PASSAGE:
************

Len Evans was born in Holyhead on 28th February 1922, the son of Captain Ebenezer (Eb) Evans of Blue Funnel Line and Straits Steamship Company, and Edith Maud Evans (nee Owen) the daughter of William Owen, coxswain of the Holyhead Lifeboat (RNLI Gold medal recipient among other awards) who was the Pilot at Holyhead.

With family traditions firmly anchored in ships and the sea it was only natural that a young Len Evans would follow the family line. Starting his seagoing career in 1938 as an apprentice he followed his father into the Blue Funnel Line and within his first six years at sea survived the wartime sinking of two ships he was serving on.

On 10th October 1942 whilst on a voyage from Karachi to England his ship, Agapenor, picked up survivors from the torpedoed Glasgow ship Glendene. The following day, however, the Agapenor was herself torpedoed by U-87 some 200 miles south west of Freetown, Sierra Leone. Apart from seven crew members who perished, the ship’s company were all picked up by the Royal Navy flower class corvette Petunia - over 100 survivors, less than three days after the little corvette had rescued 250 survivors from the Blue star ship Andulacia Star. Life onboard would have been grim.

 
 

Meanwhile the company’s Kepong was in the Persian Gulf with Len’s father Capt Ebenezer Evans in command. 

During a voyage from Trincomalee to Calcutta Len Evans was again sunk when the Japanese submarine I-165 slammed four torpedoes into Blue Funnel's Perseus off Madras, India  on 16th January 1944. Capt G.G. Rumble and his crew were all saved, being rescued by a Royal Indian Navy corvette.

 

War Time Convoys

Capt Len Evans recalls his war service in a speech delivered at NUMAST’s Battle of the Atlantic 50th anniversary commemorations in Mariners' Park.

 

Many of you present today will have served at sea during the war, and you will have memories which, although dimmed by the passage of time, need little rekindling to live it all again.



I was 17 and the junior midshipman, as cadets in Blue Funnel were called, aboard their ship Ixion on their North Pacific service from China and Japan to the Canadian US Ports on the Puget Sound. We were berthing at Union Bay, a small bunkering port when Chamberlain announced that we were now at war with Germany.



A more tranquil scene one could not imagine, the pine trees swept down from the mountains to the waters edge and the limpid sea seemed almost black in the dawn haze.



I recollect small groups quietly discussing what might be ahead and breakfast that morning was a solemn affair, and of course some of our Senior Officers and the Master had seen it all before.

We thought that perhaps we would be withdrawn from the N. Pacific but no; we continued to carry copper and lead, lumber and paper to Japan and as we discharged in Kobe and Osaka we’d be told “Bime bye you makee die”, and we had no illusions. The saving grace was the parcels of parachute silk we loaded in Yokohama for transshipment at Hong Kong for London…



On our next voyage our 4” gun, Japanese circa 1906, was fitted at the Canadian Naval Ease of Esquimalt on Victoria Island. The Chief Officer announced that we would go on a five day gunnery course, together with what Junior Engineers who could be spared - we had an all Chinese crew. We were supplemented by 3 young DEMS gunners, Canadian reservists. We learned how to deal with misfires and to fire by lanyard, and so now fully trained we sailed on Saturday for gun trials off Vancouver Island. All went well. Most of the doors on the poop collapsed, but we were judged proficient. We did one more round voyage before being transferred to a homeward bound ship at Hong Kong - Ixion followed shortly after. We had our first intimation of the real war when a torpedo narrowly missed us off Cape Verde. Nine months later this fine ship, Memnon, was sunk in that vicinity.

************

DATASET SECTION:
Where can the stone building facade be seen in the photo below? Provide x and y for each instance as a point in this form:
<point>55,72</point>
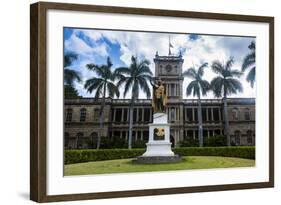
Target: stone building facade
<point>82,115</point>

************

WHAT IS REQUIRED: Pick up the account of Len Evans's wartime service at sea and carry it on past its final sentence. The listing plays no part here.

TASK OUTPUT:
That summer of 1940 escorts and weapons were in short supply. The Royal Navy had suffered heavily in the evacuation from France, and one of the two rifles supplied to Memnon was landed in Glasgow because the Army needed every weapon it could get.



Convoys, which might have an escort of one or two armed trawlers or perhaps corvettes, would disperse about 150 miles West of Ireland to proceed independently and I recall that our 12 pound AA gun was removed at Cape Town for installation aboard a homeward bound ship. On our return three months later we received, in exchange, a Hotchkiss machine gun. This was fitted into a steel pipe, which in turn fitted into the teak wood rail each side of the wheelhouse. Too bad it was on the wrong side when the plane came in. Thus armed we came home, independently, proceeding to 66N 27W before turning East and then South through the Minches to Liverpool.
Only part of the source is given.